2023 European Banking Outlook: strong ships in turbulent waters
Visibility as we enter 2023 is extremely low, owing to a cocktail of uncertainties around the policy mix and geopolitical factors. Nonetheless, we paint a benign base-case picture for banks despite the deteriorating macroeconomic environment.
“As opposed to previous crises, banks’ anti-cyclical features – namely the positive gearing of revenues to rising interest rates – will be on display,” said Marco Troiano, head of financial institutions at Scope. “In our base case, margins will expand significantly, more than offsetting a somewhat weaker performance of fee and commission income and somewhat higher provisioning.”
Profitability will end up at similar levels to 2022 but with very different drivers. Top lines will benefit from expanding banking margins on the back of a more supportive-interest rate environment but they will be less and less boosted by artificial TLTRO carry-trade earnings.
Net interest margins are due to expand in 2023
Note: net interest margins calculated on total interest-earning assets.

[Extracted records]
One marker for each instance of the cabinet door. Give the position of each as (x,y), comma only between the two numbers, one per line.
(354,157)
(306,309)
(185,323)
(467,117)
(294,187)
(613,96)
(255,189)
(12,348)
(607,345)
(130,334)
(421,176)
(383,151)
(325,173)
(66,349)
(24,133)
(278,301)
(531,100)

Task prompt. Carry on the banking outlook text from its final line, in the same analytical tone.

Answer section.
Source: Scope Ratings
ROE expectations 2022-2024
Source: Scope Ratings
Rising wholesale funding costs, partly reflecting greater issuance in a more expensive market to meet fully-loaded MREL requirements (applicable from January 2024) will weigh on revenues. “After many years of a deflationary or at best disinflationary environment, banks will have to deal with rising wage demands driving up their cost bases but also facilitating over-capacity management. In addition, the decade-long improvement trend in asset quality will go into reverse.”
Troiano believes the deterioration in the macroeconomic environment, high energy prices and rising debt-servicing costs will lead to new NPL formation, requiring banks to set aside provisions for loan losses. “The increase in cost of risk should be manageable, though, in the context of expanding pre-provision profits,” he said.
Liquidity metrics will deteriorate (from very strong levels). “Current bank funding and liquidity ratios partly reflect structural improvements,” Troiano continued, “as banks adapted their liability structures to the post-GFC regulatory environment. But the more recent leg-up in liquidity ratios is driven by the extremely loose monetary conditions following the Covid shock, which are now going into reverse.” Scope expects Liquidity Coverage Ratios to decline as cheap central bank funding is repaid and carry trades are unwound.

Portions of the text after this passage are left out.